给定指令 1:
在下方各行中找出所有含有字符串“tree”的行，并把这些行原样逐一抄出。

文档摘录:
------------------------------------------------------------------------

OmniDirector：无需交叉配对数据的通用多镜头相机克隆

摘要

从参考视频中克隆相机运动是视频生成领域的一项重要任务，因为视频能够提供直观且精确的控制。现有方法要么直接使用无法处理多镜头生成的参数化表示，要么合成交叉配对数据，但受限于数据稀缺，导致在复杂相机运动克隆方面表现不佳。为解决这些问题，我们提出了一种通用的相机运动表示方法，将相机编码为网格运动视频。这种相机网格以可视化形式表示相机参数，并支持整合多样化的轨迹以实现多镜头视频生成。在此基础上，我们提出了OmniDirector，这是一个基于百万级相机网格-视频对训练的统⼀框架，能够协调角色、动作和相机，为多模态扩散Transformer提供导演级别的控制。此外，我们设计了一种新颖的分层提示扩展代理，通过理解信号关系系统性地描述相机运动和视觉内容，从而将不同的控制信号和谐地整合在一起。大量实验表明，我们的框架具有卓越的性能和出色的可控性。项目页面：https://ymlinfeng.github.io/OmniDirector.github.io/

English

Cloning camera motion from reference videos is an important task in video generation, as videos provide intuitive and precise control. Existing methods either directly use parametric representations that fail to handle multi-shot generation or synthesize cross-paired data, which suffer from data scarcity, resulting in poor performance in complicated camera motion cloning. To address these issues, we introduce a general camera motion representation that encodes cameras as grid motion videos. This camera grid represents the camera parameters visually and supports the integration of diverse trajectories for multi-shot video generation. Building upon this, we propose OmniDirector, a unified framework trained on a million-scale camera grid-video pairs that coordinates characters, actions, and cameras to provide director-level control for multimodal diffusion transformers. Furthermore, we design a novel hierarchical prompt expansion agent that harmoniously integrates different control signals by systematically describing camera motion and visual content through understanding signal relationships. Extensive experiments demonstrate the superior performance and outstanding controllability of our framework. Project page: https://ymlinfeng.github.io/OmniDirector.github.io/

------------------------------------------------------------------------

所给材料:
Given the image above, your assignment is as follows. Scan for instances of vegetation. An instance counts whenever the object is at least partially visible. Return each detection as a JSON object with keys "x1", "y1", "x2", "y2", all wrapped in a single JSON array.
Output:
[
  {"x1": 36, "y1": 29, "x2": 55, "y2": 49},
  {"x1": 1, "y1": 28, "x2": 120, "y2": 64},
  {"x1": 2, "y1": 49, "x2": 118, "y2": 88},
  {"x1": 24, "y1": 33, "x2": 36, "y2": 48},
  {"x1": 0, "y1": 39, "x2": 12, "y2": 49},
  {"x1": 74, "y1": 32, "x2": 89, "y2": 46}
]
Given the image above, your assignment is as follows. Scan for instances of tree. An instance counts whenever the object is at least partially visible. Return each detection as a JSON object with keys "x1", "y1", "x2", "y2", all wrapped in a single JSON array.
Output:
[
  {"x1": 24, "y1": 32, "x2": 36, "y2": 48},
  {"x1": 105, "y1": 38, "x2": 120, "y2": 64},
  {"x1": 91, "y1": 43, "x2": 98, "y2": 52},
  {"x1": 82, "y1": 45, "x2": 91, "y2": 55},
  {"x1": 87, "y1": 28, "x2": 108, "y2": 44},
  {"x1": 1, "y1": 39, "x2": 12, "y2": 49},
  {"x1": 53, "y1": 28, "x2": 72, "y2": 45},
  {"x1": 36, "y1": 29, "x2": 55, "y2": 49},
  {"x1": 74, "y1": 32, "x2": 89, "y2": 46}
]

------------------------------------------------------------------------

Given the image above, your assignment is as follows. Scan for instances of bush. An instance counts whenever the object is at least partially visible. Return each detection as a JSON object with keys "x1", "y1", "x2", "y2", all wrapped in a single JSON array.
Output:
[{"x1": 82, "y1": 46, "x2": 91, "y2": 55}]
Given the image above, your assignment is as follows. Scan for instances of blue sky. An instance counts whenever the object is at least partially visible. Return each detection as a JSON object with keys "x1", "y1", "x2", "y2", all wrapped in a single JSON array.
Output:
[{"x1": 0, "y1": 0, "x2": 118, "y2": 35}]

------------------------------------------------------------------------

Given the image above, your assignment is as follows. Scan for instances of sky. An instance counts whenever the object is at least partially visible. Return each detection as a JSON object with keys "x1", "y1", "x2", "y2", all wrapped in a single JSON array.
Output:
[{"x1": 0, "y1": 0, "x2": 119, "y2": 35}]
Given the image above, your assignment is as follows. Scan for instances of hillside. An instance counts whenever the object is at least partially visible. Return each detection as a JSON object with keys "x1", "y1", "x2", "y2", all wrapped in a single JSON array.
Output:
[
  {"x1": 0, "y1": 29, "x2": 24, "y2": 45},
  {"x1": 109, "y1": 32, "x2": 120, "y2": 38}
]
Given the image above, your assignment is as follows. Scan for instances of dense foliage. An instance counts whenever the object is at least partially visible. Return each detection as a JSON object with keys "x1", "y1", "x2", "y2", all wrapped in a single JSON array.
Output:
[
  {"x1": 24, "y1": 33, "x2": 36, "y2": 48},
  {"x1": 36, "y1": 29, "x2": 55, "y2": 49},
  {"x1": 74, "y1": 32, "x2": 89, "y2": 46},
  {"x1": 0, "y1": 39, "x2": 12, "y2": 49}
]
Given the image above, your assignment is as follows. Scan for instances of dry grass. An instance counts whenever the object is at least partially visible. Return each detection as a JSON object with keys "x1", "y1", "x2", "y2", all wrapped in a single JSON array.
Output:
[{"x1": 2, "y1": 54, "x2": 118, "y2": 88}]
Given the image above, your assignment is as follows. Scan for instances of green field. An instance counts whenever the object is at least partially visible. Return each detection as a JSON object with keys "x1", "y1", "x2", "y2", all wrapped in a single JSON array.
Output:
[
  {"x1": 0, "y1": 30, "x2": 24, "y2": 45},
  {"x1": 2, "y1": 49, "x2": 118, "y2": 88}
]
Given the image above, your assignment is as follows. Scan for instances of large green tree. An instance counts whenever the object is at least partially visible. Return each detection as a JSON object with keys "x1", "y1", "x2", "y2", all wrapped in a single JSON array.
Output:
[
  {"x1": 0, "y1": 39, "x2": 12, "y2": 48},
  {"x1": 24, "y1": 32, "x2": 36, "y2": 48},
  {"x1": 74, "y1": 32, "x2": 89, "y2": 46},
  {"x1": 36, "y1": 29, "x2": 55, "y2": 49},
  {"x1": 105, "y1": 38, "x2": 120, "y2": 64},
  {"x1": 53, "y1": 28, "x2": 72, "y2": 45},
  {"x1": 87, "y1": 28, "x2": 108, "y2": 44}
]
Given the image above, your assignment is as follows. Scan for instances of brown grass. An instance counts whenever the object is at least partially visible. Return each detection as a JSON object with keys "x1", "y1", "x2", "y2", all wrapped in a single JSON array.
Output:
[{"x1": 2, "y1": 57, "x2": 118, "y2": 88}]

------------------------------------------------------------------------

给定指令 2:
根据上方的摘要，OmniDirector 是在多大规模的相机网格-视频对上训练的？

预期输出 1:
Given the image above, your assignment is as follows. Scan for instances of tree. An instance counts whenever the object is at least partially visible. Return each detection as a JSON object with keys "x1", "y1", "x2", "y2", all wrapped in a single JSON array.
Given the image above, your assignment is as follows. Scan for instances of large green tree. An instance counts whenever the object is at least partially visible. Return each detection as a JSON object with keys "x1", "y1", "x2", "y2", all wrapped in a single JSON array.

预期输出 2:
百万级的相机网格-视频对。